Written instruction
Could you rewrite the records below with "farthest from its outline" changed to "most distant from its edge" everywhere and everything else kept the same? Leave the pictures out of your answer.

[Lines of data]
begin

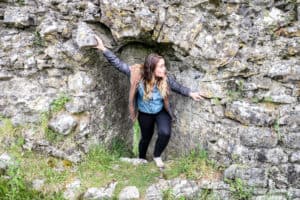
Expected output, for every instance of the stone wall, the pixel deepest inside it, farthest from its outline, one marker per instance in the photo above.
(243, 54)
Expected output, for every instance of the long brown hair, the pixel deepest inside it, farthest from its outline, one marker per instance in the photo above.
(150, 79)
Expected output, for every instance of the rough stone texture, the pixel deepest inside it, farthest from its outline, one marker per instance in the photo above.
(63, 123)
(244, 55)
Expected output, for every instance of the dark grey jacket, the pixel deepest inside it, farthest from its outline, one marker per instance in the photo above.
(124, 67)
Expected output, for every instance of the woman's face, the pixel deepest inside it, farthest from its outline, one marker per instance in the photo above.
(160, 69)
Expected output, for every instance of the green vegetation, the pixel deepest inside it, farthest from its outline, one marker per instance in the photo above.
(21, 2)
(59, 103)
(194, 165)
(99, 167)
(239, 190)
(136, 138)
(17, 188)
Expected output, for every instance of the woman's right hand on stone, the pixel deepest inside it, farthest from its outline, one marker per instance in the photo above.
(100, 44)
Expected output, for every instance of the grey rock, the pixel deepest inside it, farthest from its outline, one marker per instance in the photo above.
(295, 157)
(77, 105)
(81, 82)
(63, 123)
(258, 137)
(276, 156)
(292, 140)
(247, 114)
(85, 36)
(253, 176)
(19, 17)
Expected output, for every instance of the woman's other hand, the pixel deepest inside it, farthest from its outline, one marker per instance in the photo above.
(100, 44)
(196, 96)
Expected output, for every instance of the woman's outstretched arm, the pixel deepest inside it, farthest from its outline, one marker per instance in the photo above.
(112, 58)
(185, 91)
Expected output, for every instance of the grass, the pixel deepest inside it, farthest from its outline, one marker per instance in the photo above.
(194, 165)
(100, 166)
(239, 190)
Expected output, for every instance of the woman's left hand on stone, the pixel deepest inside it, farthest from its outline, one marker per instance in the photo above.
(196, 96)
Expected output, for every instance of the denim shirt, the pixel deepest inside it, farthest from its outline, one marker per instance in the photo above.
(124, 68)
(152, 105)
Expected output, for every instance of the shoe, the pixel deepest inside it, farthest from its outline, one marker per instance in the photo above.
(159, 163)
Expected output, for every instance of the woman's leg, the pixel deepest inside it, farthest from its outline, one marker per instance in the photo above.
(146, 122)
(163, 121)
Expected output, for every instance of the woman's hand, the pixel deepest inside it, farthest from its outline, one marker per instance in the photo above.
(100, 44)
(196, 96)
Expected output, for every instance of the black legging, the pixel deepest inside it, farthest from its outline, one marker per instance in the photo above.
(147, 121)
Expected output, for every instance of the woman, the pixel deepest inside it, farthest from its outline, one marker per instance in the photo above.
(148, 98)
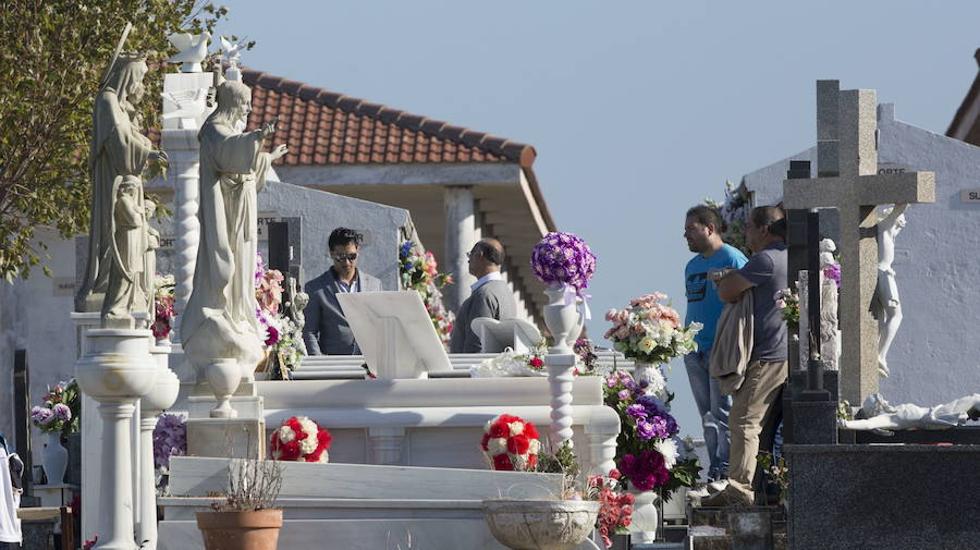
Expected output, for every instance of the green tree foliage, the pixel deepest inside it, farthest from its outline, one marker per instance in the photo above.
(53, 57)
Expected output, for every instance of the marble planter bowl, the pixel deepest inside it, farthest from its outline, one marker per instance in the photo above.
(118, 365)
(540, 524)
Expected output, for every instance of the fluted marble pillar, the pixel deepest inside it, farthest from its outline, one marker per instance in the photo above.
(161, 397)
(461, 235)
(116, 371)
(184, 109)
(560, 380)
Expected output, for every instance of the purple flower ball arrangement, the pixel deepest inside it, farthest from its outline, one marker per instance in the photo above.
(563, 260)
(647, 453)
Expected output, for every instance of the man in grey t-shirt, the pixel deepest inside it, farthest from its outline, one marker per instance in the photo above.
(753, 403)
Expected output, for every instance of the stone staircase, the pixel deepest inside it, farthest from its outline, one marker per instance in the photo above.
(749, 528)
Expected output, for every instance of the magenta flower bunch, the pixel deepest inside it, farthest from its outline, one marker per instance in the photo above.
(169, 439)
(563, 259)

end

Worked answer
Expected output, for every instance of the stone wall, the pixel deepest inside it, most distant from its edge, one marker per instance in the photo above.
(243, 54)
Expected output, for every instance of the long brown hair, the pixel deepest inside it, most distant from its edge, one marker per instance in the photo above.
(150, 79)
Expected output, for every instance of the rough stone texture, the pixel deepest inside it, most distant from its edge, one marker per instance in the photo above.
(63, 123)
(244, 55)
Expected output, for every instance of the dark grey jacket, the pixel deepest inside it, most distant from its edge, one marker per instance in the photo above.
(124, 67)
Expected output, for every instance of the woman's face, the pixel deepest inside it, most distant from its edge, one marker per instance in the photo above.
(160, 69)
Expected output, for every instance of the green vegetation, the pixel deepest inside it, most distant from its edge, one marker per instance in the photo above.
(21, 2)
(59, 103)
(194, 165)
(99, 167)
(239, 190)
(136, 138)
(17, 188)
Expected output, for every instance of the woman's right hand on stone, the pixel deepest inside it, most distant from its edge, one marker per instance in the photo above.
(100, 44)
Expected output, for every instance of the grey rock, the pixel deepest inside it, most distant from its edge, one marker per instance in the photo above.
(295, 157)
(77, 105)
(81, 82)
(63, 123)
(258, 137)
(276, 156)
(292, 140)
(247, 114)
(85, 36)
(253, 176)
(19, 17)
Expected output, for every instance of the woman's other hand, the pixel deepest inside it, most distant from its edge, one marker per instance in the photo above.
(100, 44)
(196, 96)
Expected output, for every instance of the woman's outstretched arm, the pixel deepest inside it, most distant from its edge, one marker per instance in the photo above.
(112, 58)
(185, 91)
Expected output, for every instance of the grass, the pixel deepest inside it, most distant from its edge, one marker per instance in the photo above.
(194, 165)
(100, 166)
(239, 190)
Expected output, for every instance of the woman's left hand on stone, the pixel deepest inside it, most distant from its edge, one marker per instance in the photo above.
(196, 96)
Expected output, for every instance of the denim shirt, the pixel deepest inside it, most distant from its edge, one marker per instance in the photo above.
(124, 68)
(152, 105)
Expected output, for every instance of the shoe, the pixel deepest inside it, most distant from its edge, one marker per instance in the photo above.
(159, 163)
Expected output, for every instance of the woman's leg, the pixel deepest inside it, most distant from its edge, one marker per instance in the photo above.
(146, 122)
(163, 121)
Expected output, for every instance of the woman's hand, the pixel deepest inside it, most distant from its edge, one marker per instance in the photo above.
(100, 44)
(196, 96)
Expected output, for every instance of the black legging, the pixel deepest inside it, most distant from its edge, one marker per instance in the photo above.
(147, 121)
Expected output, for every instance of the woman, the pixel deepest inside it, most distant from its edge, one marker per instance in the photo above.
(148, 98)
Expected output, for every instance of the green tree foliage, the pixel deepest inside it, most distant from its edge, one marker per instance in the photo above.
(53, 57)
Expected output, for every instance of the marble planter bowl, the pixel deepest inside it, most distant from its edge, one marker per instance in the photo above.
(118, 365)
(540, 524)
Expected output, for every instance of the fluted marble pillar, the pixel deepest inside it, most distant from its edge, one marker per instance in the photo above.
(161, 397)
(461, 235)
(116, 371)
(184, 109)
(560, 380)
Expected output, for every instance of the purple flower ball arrangement, the pixel deepest inside it, most distant from its edge, one marker per instance in the photo above.
(563, 260)
(647, 453)
Expected output, for every instance of the man in grey t-shirt, the pixel deepest inside it, most distant from its edge, one marker per instance in the photo above.
(753, 403)
Expected output, for every instance of the stone staircase, the pixel deepest inside it, most distant from its edge, one marker per instance in the photo above.
(749, 528)
Expected output, for every instance of the magenta flower bunch, the pixel deepest inside it, most distant from its edge, one marker per instance in the photo above.
(169, 439)
(563, 259)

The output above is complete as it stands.